◆ **Task instructions**
Revise the text on the Moab uranium tailings between "The tailings contain" and "to $300 million.", inclusive, putting "toxic substances" wherever "hazardous materials" appears.

The DoE has agreed to clean up the 33.5m-high mound of uranium tailings which stands 150 – 213m from the bank of the Colorado. The pile is 1098km upstream from the Metropolitan Water District of Southern California’s Colorado River Aqueduct. The Aqueduct provides drinking water for 17 million people in the Southwest US and Southern California.

The tailings contain low levels of radioactivity from uranium and radium, as well as hazardous materials such as arsenic, lead and mercury left by uranium mining operations using the site between 1956 to 1984. It is estimated that moving the tailings away from Moab will cost up to $300 million.

According to the World Information Service on Energy (WISE) (see related story), the tailings pile is the fifth largest in the US. WISE claims the uranium content in groundwater near the Moab site is 530 times higher than US EPA standards for groundwater at uranium tailings piles. The Metropolitan Water District of Southern California says this groundwater is seeping into the Colorado at a rate of 189 litres/minute.

In April 1998, a coalition of NGOs sued the Atlas Corporation, which owned the site between 1962 and 1984, for violations of environmental law. This month, a further coalition sent a letter urging Congress to support legislation which would authorise the relocation of the tailings to an area away from water and people. Denver-based Atlas filed for bankruptcy two years ago.

Under an agreement signed by Energy Secretary Bill Richardson, and still to be approved by Congress, the DoE will seek funding to remove the tailings and clean up the site. The clean-up will be regulated by the US Nuclear Regulatory Commission (NRC), with participation from the state of Utah.

Asked when Congress is likely to approve the removal of the pile, Congressman Bob Filner (D-San Diego) told edie: “We hope to introduce legislation in the House of Representatives in March. Our legislative focus will be holding hearings on the legislation so that the entire Congress realises that one-seventh of the United States’ population, or 25 million people, lives under the threat of contaminated drinking water. This is the year to push through moving the uranium mine tailings pile near Moab.”

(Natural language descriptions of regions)
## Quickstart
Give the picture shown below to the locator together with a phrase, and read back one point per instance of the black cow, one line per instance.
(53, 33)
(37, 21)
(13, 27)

◆ **Exercise result**
The tailings contain low levels of radioactivity from uranium and radium, as well as toxic substances such as arsenic, lead and mercury left by uranium mining operations using the site between 1956 to 1984. It is estimated that moving the tailings away from Moab will cost up to $300 million.